** start of Supplied records **
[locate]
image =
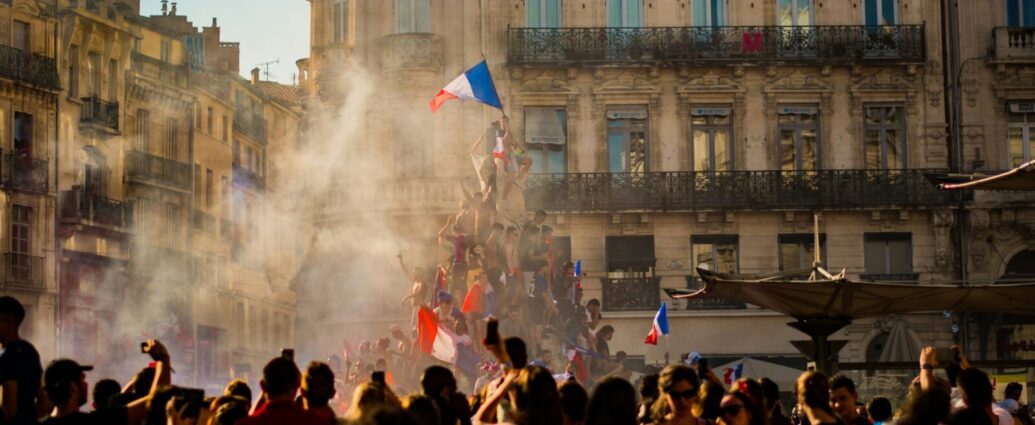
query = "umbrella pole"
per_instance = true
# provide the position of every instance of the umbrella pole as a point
(819, 330)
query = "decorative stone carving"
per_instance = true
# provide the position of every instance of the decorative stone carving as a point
(969, 83)
(934, 82)
(979, 221)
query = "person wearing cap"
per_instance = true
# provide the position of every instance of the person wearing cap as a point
(20, 368)
(281, 381)
(65, 384)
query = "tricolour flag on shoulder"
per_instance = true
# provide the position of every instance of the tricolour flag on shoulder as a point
(438, 341)
(659, 327)
(475, 84)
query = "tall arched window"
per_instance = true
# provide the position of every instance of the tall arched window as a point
(413, 16)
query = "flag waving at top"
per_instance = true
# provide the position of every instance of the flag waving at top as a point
(475, 84)
(660, 326)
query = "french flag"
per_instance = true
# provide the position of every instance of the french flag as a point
(733, 373)
(437, 340)
(660, 326)
(475, 84)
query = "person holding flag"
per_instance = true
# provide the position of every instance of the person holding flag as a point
(659, 327)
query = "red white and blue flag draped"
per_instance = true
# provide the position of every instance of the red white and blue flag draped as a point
(475, 84)
(437, 340)
(659, 327)
(733, 373)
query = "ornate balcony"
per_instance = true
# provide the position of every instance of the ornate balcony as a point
(1012, 43)
(79, 206)
(679, 46)
(247, 178)
(24, 173)
(29, 67)
(150, 169)
(638, 294)
(411, 51)
(24, 272)
(101, 113)
(250, 124)
(764, 190)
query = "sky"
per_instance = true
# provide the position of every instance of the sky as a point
(268, 30)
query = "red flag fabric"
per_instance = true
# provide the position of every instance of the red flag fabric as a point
(427, 329)
(472, 303)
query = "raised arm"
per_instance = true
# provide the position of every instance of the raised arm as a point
(137, 411)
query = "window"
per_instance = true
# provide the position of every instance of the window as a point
(1019, 132)
(171, 135)
(888, 253)
(885, 137)
(627, 140)
(625, 13)
(96, 73)
(1021, 12)
(543, 13)
(799, 140)
(630, 256)
(21, 230)
(21, 234)
(413, 16)
(709, 12)
(209, 177)
(23, 134)
(167, 50)
(143, 130)
(798, 250)
(74, 71)
(711, 129)
(546, 138)
(880, 12)
(795, 12)
(21, 35)
(715, 252)
(113, 80)
(339, 11)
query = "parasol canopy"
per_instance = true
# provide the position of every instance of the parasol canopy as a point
(836, 297)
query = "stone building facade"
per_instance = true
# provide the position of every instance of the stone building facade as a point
(675, 134)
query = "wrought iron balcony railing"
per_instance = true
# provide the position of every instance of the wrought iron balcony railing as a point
(247, 178)
(25, 173)
(28, 67)
(250, 124)
(144, 167)
(79, 205)
(638, 294)
(675, 46)
(765, 190)
(99, 112)
(22, 271)
(1012, 42)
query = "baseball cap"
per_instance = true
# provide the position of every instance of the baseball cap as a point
(62, 372)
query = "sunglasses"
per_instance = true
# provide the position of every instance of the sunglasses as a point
(688, 394)
(732, 410)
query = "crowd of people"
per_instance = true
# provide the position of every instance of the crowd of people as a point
(527, 350)
(521, 393)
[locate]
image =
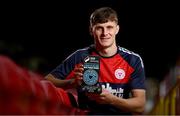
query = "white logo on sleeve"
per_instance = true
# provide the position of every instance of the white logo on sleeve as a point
(119, 73)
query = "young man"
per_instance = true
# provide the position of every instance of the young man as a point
(121, 72)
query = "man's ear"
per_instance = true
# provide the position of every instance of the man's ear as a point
(118, 28)
(90, 30)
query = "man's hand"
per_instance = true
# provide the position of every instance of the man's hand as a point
(78, 74)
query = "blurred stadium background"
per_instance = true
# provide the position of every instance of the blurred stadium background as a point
(39, 35)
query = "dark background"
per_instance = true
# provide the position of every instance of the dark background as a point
(40, 35)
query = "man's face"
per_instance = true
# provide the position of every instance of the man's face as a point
(104, 34)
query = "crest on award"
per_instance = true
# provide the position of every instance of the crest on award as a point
(91, 75)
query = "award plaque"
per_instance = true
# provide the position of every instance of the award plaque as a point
(91, 75)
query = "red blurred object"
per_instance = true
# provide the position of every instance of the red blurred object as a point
(26, 92)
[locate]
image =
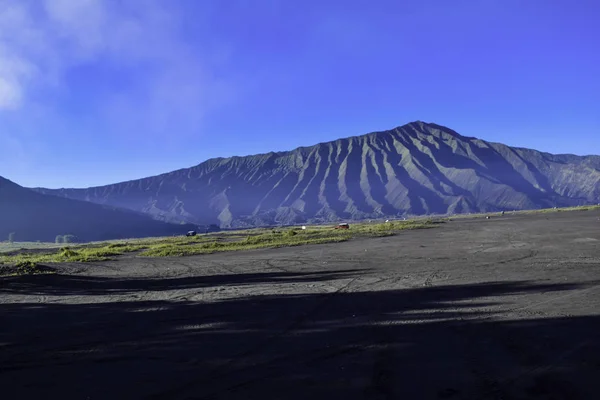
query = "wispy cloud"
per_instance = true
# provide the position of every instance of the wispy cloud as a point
(42, 41)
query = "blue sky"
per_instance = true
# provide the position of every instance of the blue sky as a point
(100, 91)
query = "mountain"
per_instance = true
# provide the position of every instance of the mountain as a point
(34, 216)
(419, 168)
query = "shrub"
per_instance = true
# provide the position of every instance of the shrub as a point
(70, 239)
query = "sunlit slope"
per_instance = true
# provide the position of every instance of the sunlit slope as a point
(418, 168)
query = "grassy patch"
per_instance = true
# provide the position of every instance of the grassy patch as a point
(285, 238)
(70, 254)
(212, 243)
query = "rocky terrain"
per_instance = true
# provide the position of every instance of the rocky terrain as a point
(415, 169)
(33, 216)
(505, 308)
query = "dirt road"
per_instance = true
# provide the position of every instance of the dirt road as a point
(506, 308)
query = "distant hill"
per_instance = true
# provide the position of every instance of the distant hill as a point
(34, 216)
(418, 168)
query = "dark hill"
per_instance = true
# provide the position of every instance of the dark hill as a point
(34, 216)
(418, 168)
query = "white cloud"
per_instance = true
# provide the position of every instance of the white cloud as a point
(41, 41)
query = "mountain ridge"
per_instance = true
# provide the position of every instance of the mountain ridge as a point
(35, 216)
(417, 168)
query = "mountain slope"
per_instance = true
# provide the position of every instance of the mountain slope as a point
(35, 216)
(418, 168)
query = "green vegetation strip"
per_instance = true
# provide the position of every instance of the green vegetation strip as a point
(211, 243)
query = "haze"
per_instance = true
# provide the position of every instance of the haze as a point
(96, 92)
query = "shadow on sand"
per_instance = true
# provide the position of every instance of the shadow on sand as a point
(443, 342)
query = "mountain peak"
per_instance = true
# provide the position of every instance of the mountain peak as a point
(418, 168)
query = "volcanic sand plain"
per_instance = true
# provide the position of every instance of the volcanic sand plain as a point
(500, 308)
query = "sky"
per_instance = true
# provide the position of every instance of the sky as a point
(94, 92)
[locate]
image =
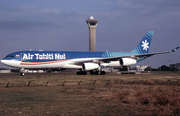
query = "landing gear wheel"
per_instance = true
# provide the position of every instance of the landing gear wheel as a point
(22, 74)
(81, 73)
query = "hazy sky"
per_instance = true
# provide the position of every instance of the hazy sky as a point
(61, 25)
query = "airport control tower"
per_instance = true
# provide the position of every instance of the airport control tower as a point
(92, 24)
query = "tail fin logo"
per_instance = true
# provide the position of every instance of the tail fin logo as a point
(145, 45)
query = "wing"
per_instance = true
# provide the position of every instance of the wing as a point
(138, 57)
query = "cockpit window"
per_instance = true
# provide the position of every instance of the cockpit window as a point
(9, 56)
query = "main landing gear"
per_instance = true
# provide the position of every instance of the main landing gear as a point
(22, 72)
(81, 73)
(96, 72)
(92, 72)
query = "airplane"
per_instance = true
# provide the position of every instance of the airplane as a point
(82, 60)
** end of Supplied records **
◆ Set problem
Quote the full listing above word for word; exclude every picture from the copy.

◆ Full answer
[locate]
image =
query = "umbrella pole"
per_instance = true
# provide the position of every instance of the umbrella pole as a point
(819, 330)
query = "decorative stone carving"
per_instance = true
# provide the position of every instance of the decorative stone carving as a point
(969, 83)
(934, 82)
(979, 221)
query = "person wearing cap"
per_instance = true
# provide the position of every instance of the person wearing cap as a point
(20, 368)
(281, 381)
(65, 384)
query = "tricolour flag on shoulder"
per_instance = true
# provide the position of every instance of the tricolour flag on shoulder as a point
(438, 341)
(659, 327)
(475, 84)
query = "tall arched window"
per_instance = true
# provide the position of every instance of the tall arched window as a point
(413, 16)
query = "flag waving at top"
per_instance = true
# provide the position of every instance of the flag waving at top as a point
(475, 84)
(660, 326)
query = "french flag"
per_instance = true
# provide the position of every instance of the french flag as a point
(733, 373)
(437, 340)
(660, 326)
(475, 84)
query = "person holding flag"
per_instance = true
# provide the position of every instance of the person holding flag as a point
(659, 327)
query = "red white and blue flag draped"
per_instance = true
# provide the position of every instance of the red white and blue flag draped as a point
(475, 84)
(437, 340)
(659, 327)
(733, 373)
query = "ornate balcony"
per_instance = true
# provide the position of every instance of the ornate balcony as a point
(1012, 43)
(79, 206)
(679, 46)
(247, 178)
(24, 173)
(29, 67)
(150, 169)
(638, 294)
(411, 51)
(24, 272)
(101, 113)
(250, 124)
(764, 190)
query = "sky"
per_instance = true
# provide the position of every instance of the sky as a point
(268, 30)
query = "red flag fabric"
per_instance = true
# provide the position of every instance of the red flag fabric as a point
(427, 329)
(472, 303)
query = "raised arm"
per_instance = true
# provide the position of every instance of the raised arm as a point
(137, 411)
query = "window"
per_instance = true
# provide the position of every instance of the window as a point
(1019, 132)
(171, 135)
(888, 253)
(885, 137)
(627, 140)
(625, 13)
(96, 73)
(1021, 12)
(543, 13)
(799, 140)
(630, 256)
(21, 230)
(21, 234)
(413, 16)
(709, 12)
(209, 177)
(23, 134)
(167, 50)
(143, 130)
(798, 250)
(74, 71)
(711, 129)
(546, 138)
(880, 12)
(795, 12)
(21, 35)
(715, 252)
(113, 80)
(339, 11)
query = "parasol canopy"
per_instance = true
# provide the position of every instance of the parasol canopy as a point
(836, 297)
query = "stone building facade"
per_instance = true
# provide the position of every instance of the stone building facade as a point
(675, 134)
query = "wrought iron balcony railing"
per_instance = true
# provide the position of every instance of the wrought iron balcony railing as a point
(247, 178)
(25, 173)
(28, 67)
(250, 124)
(144, 167)
(79, 205)
(638, 294)
(675, 46)
(765, 190)
(99, 112)
(22, 271)
(1012, 42)
query = "baseball cap"
per_instance = true
# provide the position of every instance of the baseball cap as a point
(62, 372)
query = "sunglasses"
per_instance = true
# provide the position of every instance of the sunglasses as a point
(688, 394)
(732, 410)
query = "crowd of people"
per_instance = true
# provide the position of every instance of the crowd of people as a point
(527, 350)
(521, 393)
[locate]
image =
query = "white logo on sleeve"
per_instance = true
# provide the position of every instance of the white logo on sleeve as a point
(119, 73)
query = "young man"
per_instance = true
# provide the position of every instance of the young man as a point
(121, 72)
query = "man's ear"
per_instance = true
# provide the position of every instance of the man's ear as a point
(118, 28)
(90, 30)
query = "man's hand"
per_instance = true
# provide the position of every instance of the man's hand as a point
(78, 74)
query = "blurred stadium background"
per_instance = true
# provide the position of every instance of the blurred stadium background as a point
(39, 35)
query = "dark background"
per_instance = true
# provide the position of every instance of the dark background as a point
(40, 35)
query = "man's face"
per_instance = true
# provide the position of every instance of the man's face as a point
(104, 34)
query = "crest on award"
per_instance = true
# provide the position of every instance of the crest on award as a point
(91, 75)
query = "award plaque"
per_instance = true
# provide the position of every instance of the award plaque as a point
(91, 75)
query = "red blurred object"
per_instance = true
# provide the position of every instance of the red blurred object as a point
(26, 92)
[locate]
image =
query = "wispy cloud"
per_instance = true
# provide the position of every instance of the wispy cloud as a point
(42, 41)
query = "blue sky"
per_instance = true
# provide the position of every instance of the blue sky as a point
(100, 91)
query = "mountain"
per_instance = true
# provide the position of every instance of the mountain as a point
(34, 216)
(419, 168)
query = "shrub"
per_instance = true
# provide the position of every instance of the shrub as a point
(70, 239)
query = "sunlit slope"
per_instance = true
# provide the position of every instance of the sunlit slope as a point
(418, 168)
query = "grassy patch"
per_instance = true
# provide the position of every instance of the grassy patch as a point
(285, 238)
(70, 254)
(212, 243)
query = "rocky terrain"
per_instance = true
# provide the position of every instance of the rocky terrain as a point
(415, 169)
(33, 216)
(505, 308)
query = "dirt road"
per_instance = true
# provide the position of every instance of the dirt road as a point
(506, 308)
query = "distant hill"
per_instance = true
# provide the position of every instance of the distant hill as a point
(34, 216)
(418, 168)
query = "dark hill"
per_instance = true
# provide the position of every instance of the dark hill as a point
(34, 216)
(418, 168)
query = "white cloud"
per_instance = true
# provide the position of every instance of the white cloud as a point
(41, 41)
query = "mountain ridge"
per_instance = true
# provide the position of every instance of the mountain ridge as a point
(35, 216)
(417, 168)
query = "mountain slope"
per_instance = true
# provide the position of every instance of the mountain slope as a point
(35, 216)
(418, 168)
query = "green vegetation strip"
per_instance = true
# provide the position of every instance of the green vegetation strip as a point
(211, 243)
query = "haze"
per_instance = true
# provide the position of every instance of the haze as a point
(96, 92)
query = "shadow on sand"
per_instance = true
# provide the position of every instance of the shadow on sand as a point
(443, 342)
query = "mountain peak"
per_instance = true
# provide the position of every instance of the mountain peak as a point
(418, 168)
query = "volcanic sand plain"
per_instance = true
# provide the position of every instance of the volcanic sand plain as a point
(500, 308)
query = "sky"
per_instance = true
# provide the position of every instance of the sky as a point
(94, 92)
[locate]
image =
query = "landing gear wheel"
per_instance = true
# provide the position of every instance of the landing gear wheel as a point
(22, 74)
(81, 73)
query = "hazy sky"
per_instance = true
# provide the position of every instance of the hazy sky as a point
(61, 25)
query = "airport control tower"
per_instance = true
# provide the position of every instance of the airport control tower as a point
(92, 24)
query = "tail fin logo"
per_instance = true
# provide the position of every instance of the tail fin logo as a point
(145, 45)
query = "wing"
per_instance = true
# provide the position of every instance of the wing as a point
(138, 57)
query = "cockpit window"
per_instance = true
# provide the position of every instance of the cockpit window as a point
(9, 56)
query = "main landing gear"
per_instance = true
# provide the position of every instance of the main landing gear as a point
(22, 72)
(81, 73)
(96, 72)
(92, 72)
query = "airplane"
per_instance = true
# provide the position of every instance of the airplane as a point
(82, 60)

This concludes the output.